## TEXT
(begin)

Rods: low light, monochrome, 100 million rods across the retina
Cones: color, 6 million rods in fovea
- S/M/L for short/medium/long approx blue/green/reddish-yellow sensitivity

Areas:

Retina: ~120 degree range, sensitive to movement
- ~210 degrees with both eyes
- Notifications popping up in corners etc. will distract user
Fovea: detailed vision, area of ~2 degrees

1 degree = 60 arcminutes, 1 arcminute = 60 arcseconds

Visual Acuity:

Point acuity; maximum angle between two dots before they become indistinct: 1 arcminute
Grating acuity; maximum angle between alternating bars before they become indistinct: 1-2 arcminutes
Letter acuity: 5 minutes of arc
Vernier acuity: given two parallel lines, minimum angle of separation in normal axis (e.g. ---___) before they are perceived as a continuous line (colinear): 10 arcseconds

Eye movement:

Fixations: visual processing occurs only when the eye is stationary
Saccades: rapid eye movements; about 900 degrees per second
- Blind while saccades are in progress
Eye movement as input; difficult as people don’t have much control over where they are looking (e.g. accidentally looking at ‘delete all my files’ button)
Smooth-pursuit: ability to tracking moving objects (up to 100 degrees per second)
- Cannot be induced voluntarily - can’t imagine a moving dot and track it
- Relevant in scrolling

Size/depth cues:

Familiarity
Linear perspective; straight lines getting closer together
Horizontal distance
Size constancy: if object gets bigger/smaller, it’s probably the object moving closer/further away, not the object changing size
Texture gradient: texture getting bigger/smaller
Occlusion: occluded items further away
Depth of focus: blurrier the further you go away
Aerial perspective: blurrier and bluer from atmospheric haze
Shadows/shading
Stereoscopy (best within 1m, ineffective beyond 10m)

Muller-Lyer illusion:

 <->
>---<

Bottom one looks further away and is subtending the same angle, so brain perceives it as bigger.

3D, depth-based UIs:

The world is 3D so all interaction should be 3D, right?
Occlusion, far-away things being smaller, navigation/orientation etc. impedes usability unless the domain is 3D (e.g. gaming, 3D modelling)

(end)

## WHAT THE TASK ASKS
Proceed with the notes on visual perception and interface design, picking up after their last line. The dataset items that follow the notes are not needed for this.

## Dataset items
(begin)

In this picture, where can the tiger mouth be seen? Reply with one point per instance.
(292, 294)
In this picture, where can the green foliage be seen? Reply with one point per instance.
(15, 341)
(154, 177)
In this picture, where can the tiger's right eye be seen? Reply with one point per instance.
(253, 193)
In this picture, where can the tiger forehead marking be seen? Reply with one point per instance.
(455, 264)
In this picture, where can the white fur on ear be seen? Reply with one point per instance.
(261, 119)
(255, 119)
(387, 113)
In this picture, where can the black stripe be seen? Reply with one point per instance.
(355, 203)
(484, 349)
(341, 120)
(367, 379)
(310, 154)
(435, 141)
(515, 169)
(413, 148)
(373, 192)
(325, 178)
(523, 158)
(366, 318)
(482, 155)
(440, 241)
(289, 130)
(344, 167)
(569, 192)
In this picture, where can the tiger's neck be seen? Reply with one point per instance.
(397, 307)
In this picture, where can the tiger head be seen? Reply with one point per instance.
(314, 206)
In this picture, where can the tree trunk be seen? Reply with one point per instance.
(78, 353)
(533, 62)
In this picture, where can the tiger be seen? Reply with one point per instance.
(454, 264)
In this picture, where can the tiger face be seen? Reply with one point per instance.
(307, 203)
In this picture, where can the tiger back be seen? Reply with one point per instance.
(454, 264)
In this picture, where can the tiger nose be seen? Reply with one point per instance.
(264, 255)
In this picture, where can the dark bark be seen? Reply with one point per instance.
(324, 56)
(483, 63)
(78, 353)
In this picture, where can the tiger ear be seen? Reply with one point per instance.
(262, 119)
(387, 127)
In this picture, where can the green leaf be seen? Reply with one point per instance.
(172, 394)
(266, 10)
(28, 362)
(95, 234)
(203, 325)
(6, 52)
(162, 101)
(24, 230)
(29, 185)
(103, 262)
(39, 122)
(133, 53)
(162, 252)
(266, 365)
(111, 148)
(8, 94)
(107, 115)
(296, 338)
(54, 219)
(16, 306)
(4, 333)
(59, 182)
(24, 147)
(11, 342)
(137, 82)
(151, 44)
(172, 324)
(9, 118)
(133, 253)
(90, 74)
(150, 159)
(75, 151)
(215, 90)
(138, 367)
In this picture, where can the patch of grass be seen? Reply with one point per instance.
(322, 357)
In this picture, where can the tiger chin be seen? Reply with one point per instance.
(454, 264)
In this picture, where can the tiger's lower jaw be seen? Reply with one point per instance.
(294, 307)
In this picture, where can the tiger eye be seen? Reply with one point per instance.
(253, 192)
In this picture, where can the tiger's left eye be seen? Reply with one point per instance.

(end)

## TASK RESULT
Zooming is useful though
- Overview of the data first
- Zoom in to progressively add detail about what they are interested in and filter information they are not
- Allows UI to provide details on demand.

Color:

8% males, 0.4% females have some form of color-deficiency:
Types:
- Protanomaly: red
- Deuteranomaly: green
- Tritanomaly: blue
Least sensitive to blue

Reading:

Saccades, fixations (94% of the time), regression
Approx. 250 words/minute initially
READING SPEED REDUCED BY ALL CAPS

Auditory

Used dramatically less than vision
About 20 Hz to 15-20 kHz
Can adjust many parameters; amplitude, timbre, direction
Filtering capabilities (e.g. cocktail party effect)
Problems with signal interference and noise

Haptics

Proprioception: sense of limb location
Kinaesthesia: sense of limb movement, often more of a conscious decision
Tactition: skin sensations

Haptic feedback: any feedback providing experience of touch

Human Output

Motor response time depends on stimuli:

Visual: ~200 ms
Audio: ~150 ms
Haptics: 700 ms
Faster for combined signals

Muscle actions:

Isotonic: little resistant to movement (e.g. mouse)
Isometric: force but little motion (e.g. keyboard, ThinkPad TrackPoint™)
- Better for velocity/rate control (e.g. self-centering joysticks)

Fitts’ Law

A very reliable model of rapid, aimed human movement.

Predictive of tasks descriptive of devices
Derived from Shannon’s theory of capacity of information channels
- Signal: amplitude $A$ of movement (or $D$ for distance) (middle of target)
- Noise: width $W$ of target

Index of difficulty (ID) measures difficulty of rapid aimed movement:

\mathrm{ID} = log_2\left(\frac{A}{W} + 1\right)

Measured in ‘bits’.

Fitt’s law: movement time (MT) is linear with ID:

\begin{aligned} \mathrm{MT} &= a + b \cdot \mathrm{ID} \\ &= a + b \cdot log_2\left(\frac{A}{W} + 1\right) \end{aligned}

$1/b$ , the reciprocal of slope, is called throughput, or the bandwidth of the device in bits/second.

$a$ and $b$ are empirically determined. For a mouse:

$a$ is typically 200-500 ms
$b$ is typically 100-300 ms/bit

Typical velocity profile, validated for many types of aimed pointing:

Speed 
  ^
  |   Open-loop,
  |balistic impulse
  |    /\
  |   /  \   slow, closed-loop
  |  /    \    corrections
  | /      \  /\
  |/        \/  \/\___
  +------------------------>
           Time

Input Devices; Pointing & Scrolling

Human output is received as system input. There must be some sort of translation hardware to achieve this, which have many properties:

Direct vs indirect
- Touchscreens have perfect one-to-one correspondence
- Trackpads indirect: mouse movement does not directly map to cursor movement
Absolute vs relative
- Touchscreens, pen-tablets
- Trackpads (mostly) relative; finger location on the trackpad does not matter when moving the cursor
Control
- Position (zero-order) e.g. absolute pointing, dragging the scrollbar
- Rate (first-order) e.g. holding down on mouse wheel and dragging up/down on Windows
- Acceleration (second-order)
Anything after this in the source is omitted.